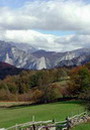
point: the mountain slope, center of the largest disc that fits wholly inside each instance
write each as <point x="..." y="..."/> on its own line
<point x="14" y="54"/>
<point x="7" y="69"/>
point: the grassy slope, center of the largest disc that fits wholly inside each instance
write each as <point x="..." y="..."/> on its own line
<point x="58" y="111"/>
<point x="82" y="127"/>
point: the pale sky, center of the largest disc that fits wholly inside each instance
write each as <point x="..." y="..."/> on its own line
<point x="55" y="25"/>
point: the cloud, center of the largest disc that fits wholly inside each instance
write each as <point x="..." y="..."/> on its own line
<point x="19" y="24"/>
<point x="47" y="15"/>
<point x="46" y="41"/>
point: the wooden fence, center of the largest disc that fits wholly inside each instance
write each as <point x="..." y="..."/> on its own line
<point x="51" y="124"/>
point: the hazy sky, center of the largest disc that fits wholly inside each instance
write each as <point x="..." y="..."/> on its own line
<point x="58" y="25"/>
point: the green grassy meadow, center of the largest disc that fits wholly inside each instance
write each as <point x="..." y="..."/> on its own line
<point x="82" y="127"/>
<point x="58" y="111"/>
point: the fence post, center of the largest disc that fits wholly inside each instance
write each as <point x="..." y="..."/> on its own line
<point x="16" y="127"/>
<point x="68" y="123"/>
<point x="33" y="118"/>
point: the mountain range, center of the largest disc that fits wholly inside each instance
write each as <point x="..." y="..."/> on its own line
<point x="23" y="55"/>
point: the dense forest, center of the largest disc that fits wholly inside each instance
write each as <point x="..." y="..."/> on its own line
<point x="47" y="85"/>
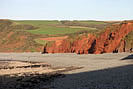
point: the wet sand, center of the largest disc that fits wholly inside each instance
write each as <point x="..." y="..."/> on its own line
<point x="102" y="71"/>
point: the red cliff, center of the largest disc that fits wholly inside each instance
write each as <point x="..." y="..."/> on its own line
<point x="109" y="41"/>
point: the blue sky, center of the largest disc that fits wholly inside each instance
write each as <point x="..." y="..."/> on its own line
<point x="66" y="9"/>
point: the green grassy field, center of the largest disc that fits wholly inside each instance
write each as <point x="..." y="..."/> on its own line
<point x="58" y="28"/>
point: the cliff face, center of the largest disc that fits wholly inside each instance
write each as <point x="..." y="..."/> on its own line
<point x="112" y="40"/>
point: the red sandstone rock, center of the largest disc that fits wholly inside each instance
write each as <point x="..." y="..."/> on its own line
<point x="107" y="42"/>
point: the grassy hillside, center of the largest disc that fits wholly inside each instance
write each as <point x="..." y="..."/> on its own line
<point x="24" y="35"/>
<point x="58" y="28"/>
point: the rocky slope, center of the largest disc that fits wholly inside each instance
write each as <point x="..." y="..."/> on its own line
<point x="112" y="40"/>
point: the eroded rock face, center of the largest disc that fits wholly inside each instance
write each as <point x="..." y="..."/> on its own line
<point x="109" y="41"/>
---*---
GOAL. Copy out every line from the one containing "point: the wet" to the end of the material, both ends included.

FINAL RESULT.
point: the wet sand, center of the largest disc that fits wholly inside each instance
write each as <point x="..." y="..."/> on its own line
<point x="102" y="71"/>
point: the red cliff, center of the largest disc that fits wholly inside each instance
write each as <point x="..." y="..."/> on its own line
<point x="109" y="41"/>
point: the blue sky, center of the largest disc that fits wholly inside each instance
write each as <point x="..." y="..."/> on its own line
<point x="66" y="9"/>
point: the green grassy field, center of the largest disc that fits wholly inside each instance
write each as <point x="..." y="..."/> on its own line
<point x="58" y="28"/>
point: the cliff face, center of the largest disc that fits wholly inside each instance
write each as <point x="..." y="..."/> on its own line
<point x="112" y="40"/>
point: the red sandstone rock, center of the largest disc that fits wholly inside each instance
write each as <point x="..." y="..."/> on its own line
<point x="107" y="42"/>
point: the grassy hillside, center of the largest disc that fits wholly inside each instance
write each as <point x="..." y="..."/> on its own line
<point x="24" y="35"/>
<point x="58" y="28"/>
point: the rocky slope, center of the largest disc that fits wholly inside each instance
write each as <point x="..." y="..."/> on its own line
<point x="112" y="40"/>
point: the eroded rock face, center of the largest disc that fits wholly inside each instance
write each as <point x="..." y="..."/> on its own line
<point x="109" y="41"/>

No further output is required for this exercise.